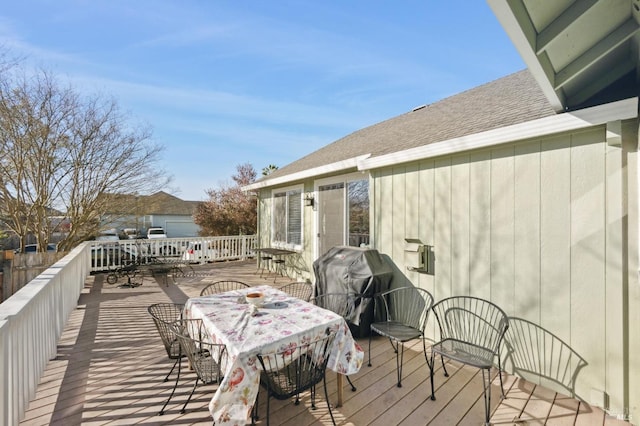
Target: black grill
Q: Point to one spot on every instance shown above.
(354, 270)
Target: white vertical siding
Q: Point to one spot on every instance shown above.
(460, 283)
(526, 213)
(537, 227)
(480, 221)
(442, 227)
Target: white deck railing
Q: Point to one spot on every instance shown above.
(32, 320)
(108, 255)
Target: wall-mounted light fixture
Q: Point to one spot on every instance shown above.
(308, 199)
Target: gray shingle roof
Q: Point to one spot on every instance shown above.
(510, 100)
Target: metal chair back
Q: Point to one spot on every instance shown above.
(288, 372)
(222, 286)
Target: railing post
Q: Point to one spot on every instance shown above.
(244, 248)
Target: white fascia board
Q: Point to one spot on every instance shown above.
(588, 117)
(349, 163)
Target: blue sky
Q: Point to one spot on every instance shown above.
(223, 83)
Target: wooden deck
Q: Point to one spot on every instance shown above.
(111, 363)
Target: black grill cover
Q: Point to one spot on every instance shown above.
(354, 270)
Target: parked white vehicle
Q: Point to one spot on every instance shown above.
(156, 232)
(108, 235)
(199, 252)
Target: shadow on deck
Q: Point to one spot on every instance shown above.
(111, 363)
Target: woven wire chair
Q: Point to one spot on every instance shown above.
(289, 372)
(205, 358)
(300, 290)
(342, 304)
(222, 286)
(405, 311)
(164, 314)
(471, 332)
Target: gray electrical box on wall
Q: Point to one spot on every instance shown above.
(419, 257)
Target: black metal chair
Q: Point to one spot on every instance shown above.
(163, 315)
(342, 304)
(222, 286)
(301, 290)
(289, 372)
(471, 332)
(405, 311)
(205, 358)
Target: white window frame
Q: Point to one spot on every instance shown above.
(346, 179)
(286, 243)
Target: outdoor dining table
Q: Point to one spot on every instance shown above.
(281, 321)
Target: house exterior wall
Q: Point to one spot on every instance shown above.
(543, 229)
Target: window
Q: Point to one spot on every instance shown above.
(287, 217)
(343, 214)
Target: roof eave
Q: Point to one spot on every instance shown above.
(514, 20)
(339, 166)
(588, 117)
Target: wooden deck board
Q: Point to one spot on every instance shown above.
(111, 364)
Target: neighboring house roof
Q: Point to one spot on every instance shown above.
(510, 100)
(159, 203)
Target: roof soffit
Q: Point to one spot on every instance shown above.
(576, 50)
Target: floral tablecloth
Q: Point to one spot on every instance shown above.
(282, 321)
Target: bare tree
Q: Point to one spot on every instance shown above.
(229, 210)
(60, 150)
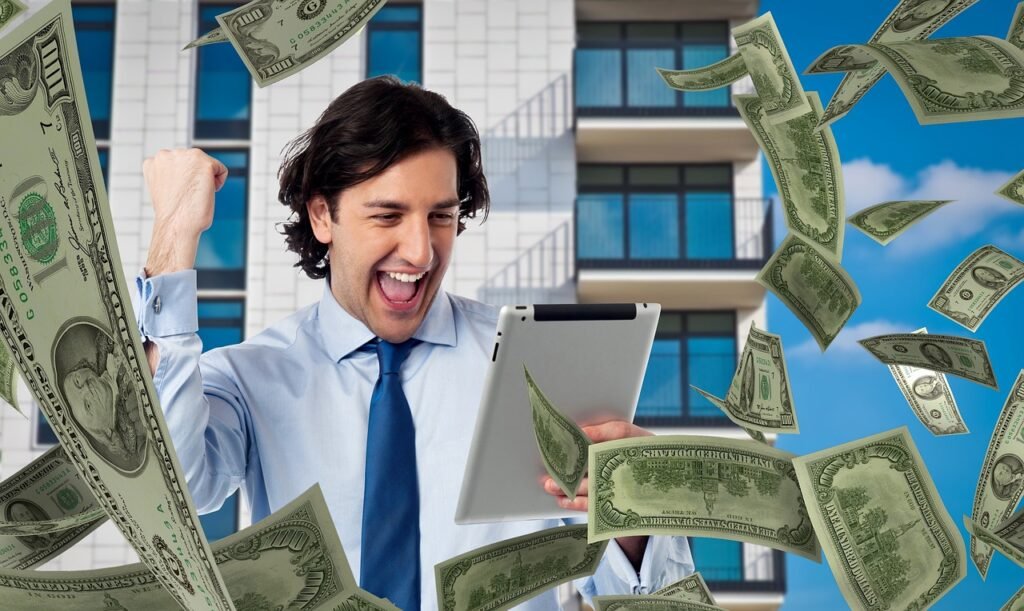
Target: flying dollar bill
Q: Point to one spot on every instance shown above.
(1014, 189)
(691, 587)
(814, 288)
(648, 603)
(977, 286)
(1016, 34)
(807, 170)
(950, 354)
(713, 76)
(503, 574)
(212, 37)
(278, 38)
(886, 533)
(951, 80)
(291, 560)
(774, 78)
(561, 442)
(910, 19)
(885, 222)
(67, 317)
(699, 486)
(930, 398)
(760, 396)
(1001, 479)
(8, 10)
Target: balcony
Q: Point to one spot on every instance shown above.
(685, 251)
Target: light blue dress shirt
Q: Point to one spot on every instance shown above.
(288, 408)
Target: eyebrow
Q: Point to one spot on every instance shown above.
(390, 205)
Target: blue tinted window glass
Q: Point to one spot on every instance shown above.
(653, 226)
(395, 52)
(598, 78)
(223, 86)
(719, 560)
(222, 247)
(709, 225)
(646, 88)
(711, 363)
(695, 55)
(94, 33)
(660, 393)
(599, 226)
(222, 522)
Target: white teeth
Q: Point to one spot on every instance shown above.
(406, 277)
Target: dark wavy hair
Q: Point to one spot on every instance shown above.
(370, 127)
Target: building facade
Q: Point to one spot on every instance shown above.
(606, 186)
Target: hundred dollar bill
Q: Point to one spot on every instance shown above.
(807, 170)
(755, 435)
(562, 443)
(930, 398)
(691, 587)
(8, 10)
(716, 75)
(884, 222)
(760, 396)
(911, 19)
(212, 37)
(813, 287)
(503, 574)
(771, 70)
(46, 496)
(697, 486)
(950, 80)
(1016, 34)
(67, 317)
(1014, 189)
(278, 38)
(977, 286)
(888, 537)
(949, 354)
(8, 380)
(291, 560)
(649, 603)
(1001, 479)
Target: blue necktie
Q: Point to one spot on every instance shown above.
(390, 551)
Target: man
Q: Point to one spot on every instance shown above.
(379, 187)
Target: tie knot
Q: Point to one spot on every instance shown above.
(390, 356)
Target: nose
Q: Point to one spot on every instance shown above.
(416, 247)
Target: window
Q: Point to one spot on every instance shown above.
(394, 43)
(614, 64)
(94, 33)
(223, 86)
(654, 215)
(220, 262)
(697, 348)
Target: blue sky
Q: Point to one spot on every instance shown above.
(845, 394)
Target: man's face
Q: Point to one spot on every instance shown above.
(92, 401)
(403, 220)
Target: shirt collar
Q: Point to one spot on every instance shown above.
(342, 334)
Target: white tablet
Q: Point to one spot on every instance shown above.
(589, 359)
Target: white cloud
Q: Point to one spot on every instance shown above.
(845, 344)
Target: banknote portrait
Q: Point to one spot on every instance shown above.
(935, 354)
(20, 510)
(94, 383)
(988, 277)
(1007, 476)
(915, 13)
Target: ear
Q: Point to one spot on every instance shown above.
(320, 218)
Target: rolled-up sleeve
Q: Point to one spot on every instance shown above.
(207, 422)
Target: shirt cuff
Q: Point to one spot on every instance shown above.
(167, 304)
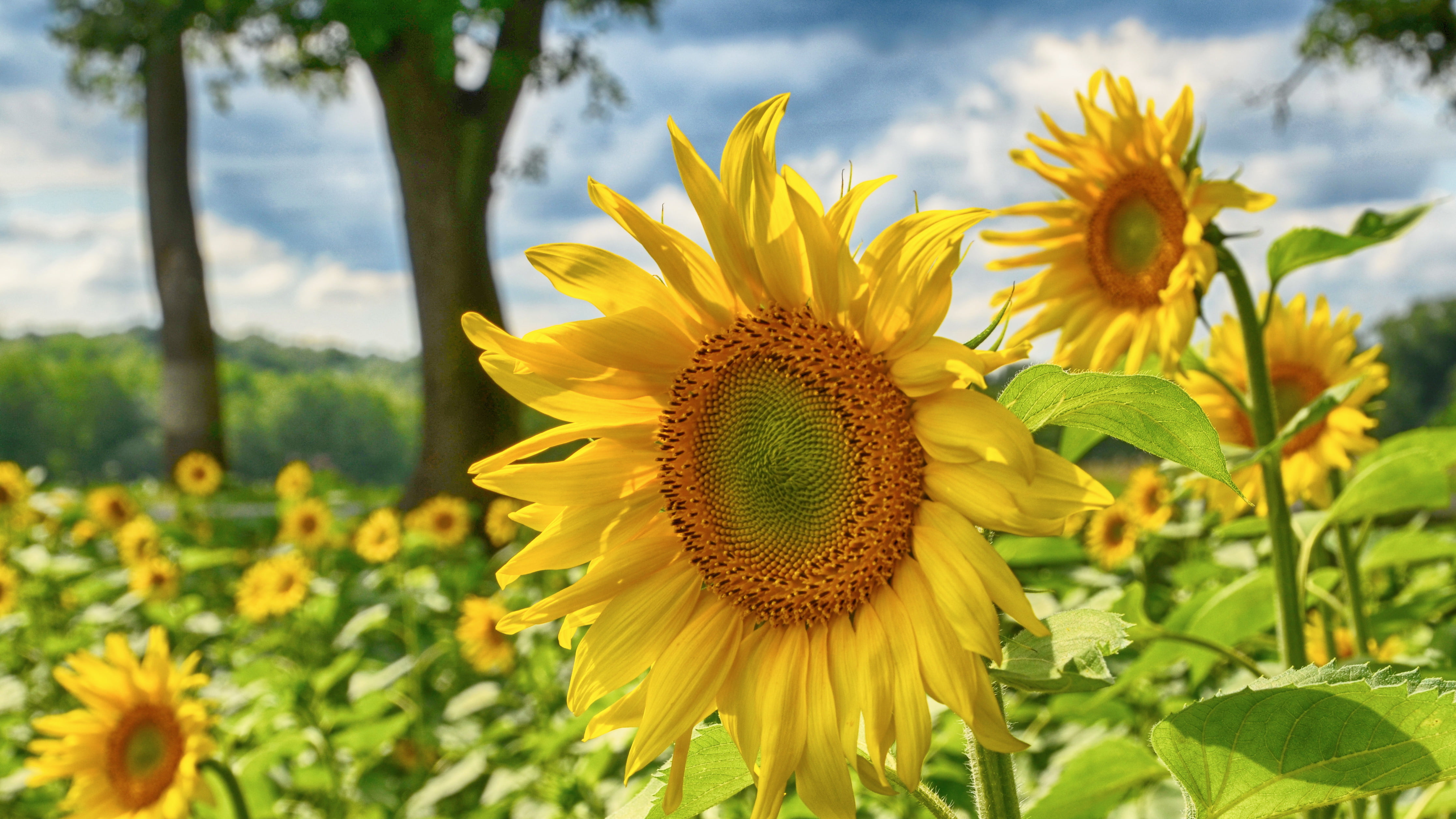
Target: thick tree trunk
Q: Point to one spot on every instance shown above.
(191, 412)
(446, 145)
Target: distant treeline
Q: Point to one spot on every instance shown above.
(86, 408)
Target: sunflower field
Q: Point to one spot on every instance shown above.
(791, 553)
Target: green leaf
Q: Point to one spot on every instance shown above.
(1082, 638)
(1310, 245)
(1026, 552)
(1308, 738)
(1148, 412)
(1098, 779)
(715, 771)
(1398, 549)
(1077, 443)
(1395, 482)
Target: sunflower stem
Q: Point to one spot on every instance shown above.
(1266, 428)
(235, 792)
(992, 776)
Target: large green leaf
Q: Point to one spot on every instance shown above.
(1098, 779)
(1310, 738)
(1148, 412)
(1310, 245)
(714, 773)
(1081, 638)
(1398, 549)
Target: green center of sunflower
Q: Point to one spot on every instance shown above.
(790, 468)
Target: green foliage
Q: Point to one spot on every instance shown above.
(1155, 415)
(1308, 738)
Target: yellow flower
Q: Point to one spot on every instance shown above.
(110, 507)
(378, 539)
(276, 585)
(500, 529)
(1125, 251)
(445, 519)
(9, 590)
(133, 750)
(1111, 536)
(1148, 498)
(1307, 358)
(139, 539)
(155, 578)
(481, 645)
(199, 473)
(784, 484)
(306, 524)
(295, 481)
(15, 488)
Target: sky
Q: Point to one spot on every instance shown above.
(301, 219)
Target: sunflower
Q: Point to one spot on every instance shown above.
(110, 507)
(500, 529)
(199, 473)
(295, 481)
(445, 519)
(378, 539)
(9, 590)
(785, 481)
(155, 578)
(15, 488)
(1148, 498)
(139, 539)
(135, 748)
(276, 585)
(306, 524)
(481, 645)
(1125, 254)
(1307, 357)
(1111, 536)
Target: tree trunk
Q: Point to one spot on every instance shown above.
(191, 412)
(446, 145)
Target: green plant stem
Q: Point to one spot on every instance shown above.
(1350, 565)
(993, 776)
(235, 793)
(1266, 428)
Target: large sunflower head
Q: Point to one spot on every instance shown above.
(135, 745)
(785, 481)
(1308, 356)
(199, 473)
(1123, 251)
(110, 507)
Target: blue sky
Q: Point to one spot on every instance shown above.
(301, 219)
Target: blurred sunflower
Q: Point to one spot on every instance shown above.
(766, 425)
(1111, 536)
(110, 507)
(1125, 254)
(276, 585)
(139, 539)
(445, 519)
(306, 524)
(155, 578)
(378, 537)
(199, 473)
(481, 645)
(1148, 498)
(500, 529)
(295, 481)
(9, 590)
(133, 750)
(1308, 356)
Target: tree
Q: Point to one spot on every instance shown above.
(133, 51)
(446, 143)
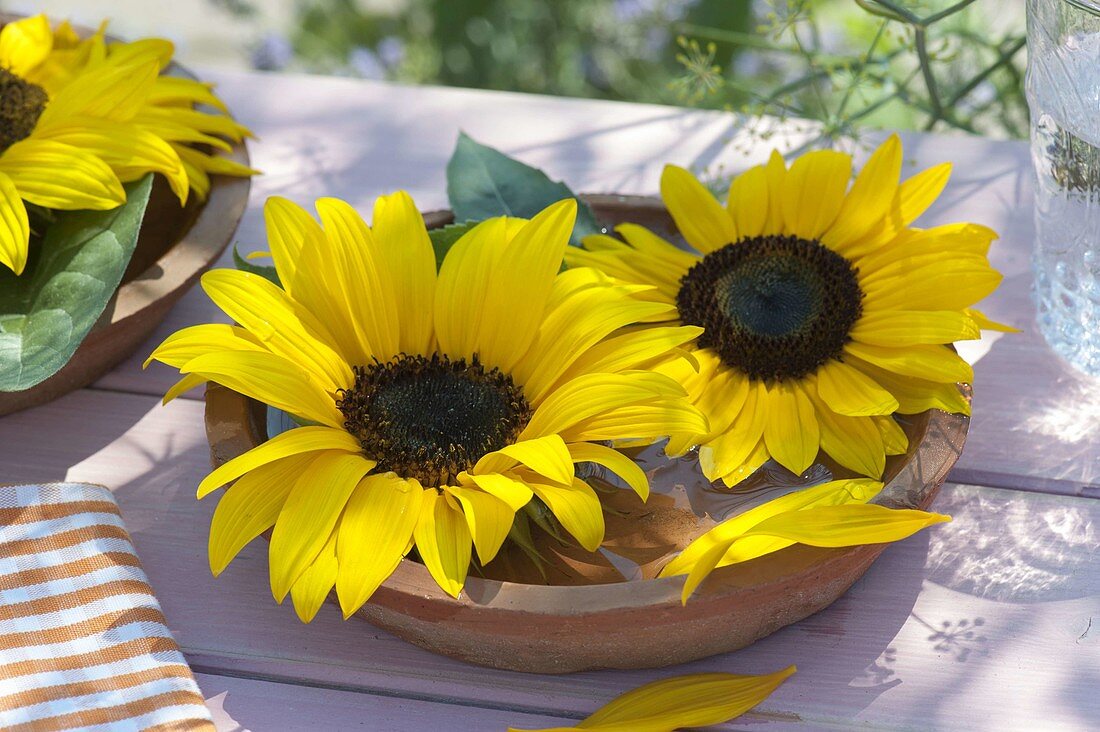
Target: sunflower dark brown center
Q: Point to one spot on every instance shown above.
(430, 418)
(21, 105)
(776, 307)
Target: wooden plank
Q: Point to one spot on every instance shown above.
(1036, 425)
(240, 705)
(988, 622)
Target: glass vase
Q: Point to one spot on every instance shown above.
(1064, 96)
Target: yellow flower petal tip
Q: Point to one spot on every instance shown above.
(683, 701)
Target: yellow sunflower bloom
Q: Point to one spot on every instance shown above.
(439, 404)
(43, 160)
(162, 124)
(824, 310)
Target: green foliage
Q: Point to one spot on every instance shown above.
(483, 183)
(443, 238)
(842, 64)
(917, 64)
(266, 272)
(46, 313)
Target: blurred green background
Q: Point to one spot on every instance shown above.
(843, 64)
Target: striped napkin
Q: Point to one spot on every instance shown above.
(83, 641)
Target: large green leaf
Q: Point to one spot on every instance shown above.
(483, 183)
(45, 314)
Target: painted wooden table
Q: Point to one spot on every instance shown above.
(989, 622)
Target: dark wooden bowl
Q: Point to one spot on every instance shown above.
(590, 622)
(175, 246)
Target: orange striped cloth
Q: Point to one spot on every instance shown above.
(83, 641)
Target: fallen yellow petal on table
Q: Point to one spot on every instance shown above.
(682, 701)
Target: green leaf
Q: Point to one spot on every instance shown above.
(45, 314)
(443, 238)
(266, 272)
(483, 183)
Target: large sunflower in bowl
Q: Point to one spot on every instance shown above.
(437, 405)
(79, 117)
(824, 310)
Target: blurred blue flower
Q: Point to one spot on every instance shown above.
(365, 64)
(391, 51)
(273, 53)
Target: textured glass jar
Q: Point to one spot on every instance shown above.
(1064, 96)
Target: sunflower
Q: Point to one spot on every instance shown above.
(436, 405)
(112, 101)
(824, 310)
(43, 156)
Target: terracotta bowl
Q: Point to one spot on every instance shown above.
(174, 248)
(590, 615)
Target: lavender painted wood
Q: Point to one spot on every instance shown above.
(982, 623)
(241, 705)
(1036, 424)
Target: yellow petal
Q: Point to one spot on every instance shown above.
(251, 506)
(849, 524)
(899, 328)
(982, 321)
(858, 490)
(699, 216)
(114, 93)
(311, 589)
(932, 362)
(547, 456)
(777, 182)
(578, 507)
(791, 432)
(850, 392)
(871, 195)
(649, 243)
(514, 492)
(573, 327)
(374, 531)
(954, 284)
(182, 386)
(517, 293)
(288, 228)
(293, 441)
(55, 175)
(309, 515)
(443, 541)
(407, 255)
(129, 150)
(270, 379)
(463, 284)
(615, 461)
(748, 201)
(631, 350)
(490, 520)
(915, 395)
(276, 320)
(14, 227)
(814, 192)
(591, 395)
(336, 275)
(193, 341)
(682, 701)
(893, 437)
(728, 450)
(25, 43)
(853, 441)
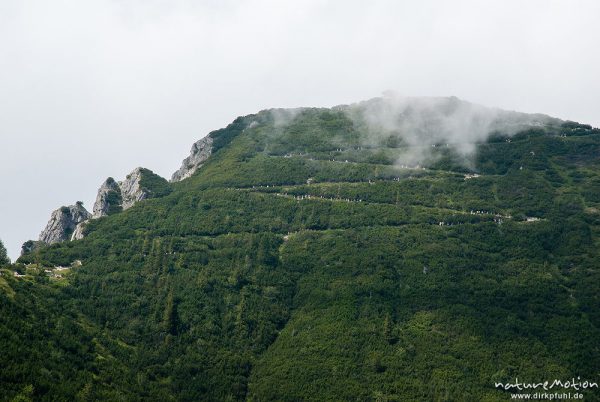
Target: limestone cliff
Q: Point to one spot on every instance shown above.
(199, 153)
(63, 222)
(108, 200)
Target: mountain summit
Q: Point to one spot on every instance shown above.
(392, 249)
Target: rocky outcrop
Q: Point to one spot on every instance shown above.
(68, 223)
(63, 222)
(199, 153)
(132, 190)
(78, 232)
(108, 200)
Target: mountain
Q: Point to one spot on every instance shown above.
(393, 249)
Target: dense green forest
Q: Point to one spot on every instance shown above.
(303, 261)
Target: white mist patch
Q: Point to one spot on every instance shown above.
(421, 124)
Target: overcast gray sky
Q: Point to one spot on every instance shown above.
(91, 89)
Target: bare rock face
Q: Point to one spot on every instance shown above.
(199, 153)
(108, 200)
(131, 189)
(68, 223)
(63, 222)
(78, 232)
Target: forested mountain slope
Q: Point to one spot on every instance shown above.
(379, 251)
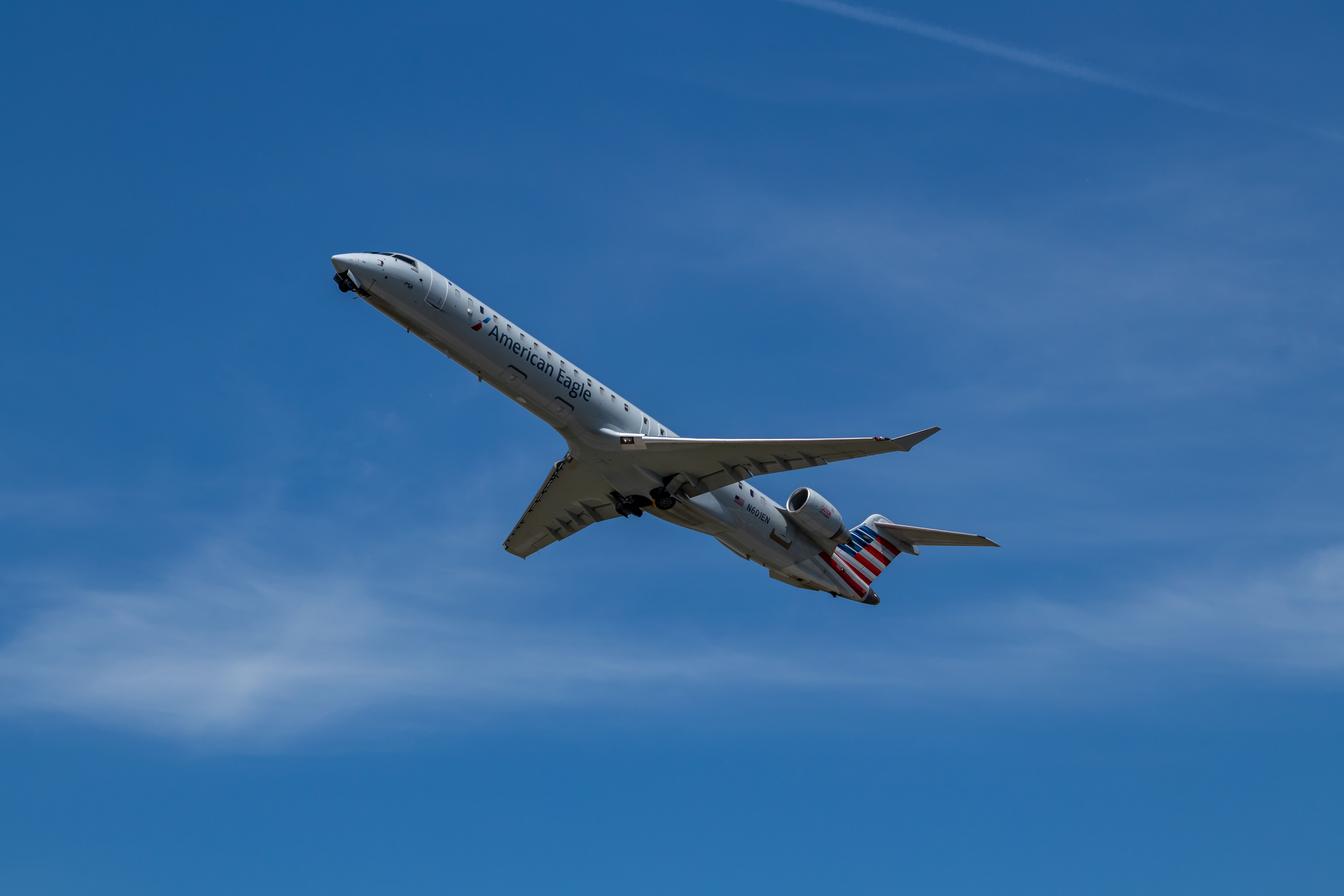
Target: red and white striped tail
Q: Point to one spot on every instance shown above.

# WORK TASK
Up to and including the line containing "Target: white fascia board", quote each line of the entries above from the very first, please, exactly and without images.

# TASK SOLUTION
Target: black grill
Q: Point to one spot on every instance shown above.
(354, 270)
Target: white vertical siding
Q: Point to one spot on every instance shown above.
(460, 283)
(526, 213)
(537, 227)
(480, 221)
(442, 227)
Target: white deck railing
Q: Point to one spot on every instance shown above.
(32, 320)
(108, 255)
Target: wall-mounted light fixture
Q: Point to one spot on every instance shown above.
(308, 199)
Target: gray shingle roof
Q: Point to one spot on every instance shown above.
(510, 100)
Target: metal chair back
Q: Point to one spot on every instance shown above.
(288, 372)
(222, 286)
Target: railing post
Q: Point to one spot on every instance shown above.
(244, 248)
Target: white fascia board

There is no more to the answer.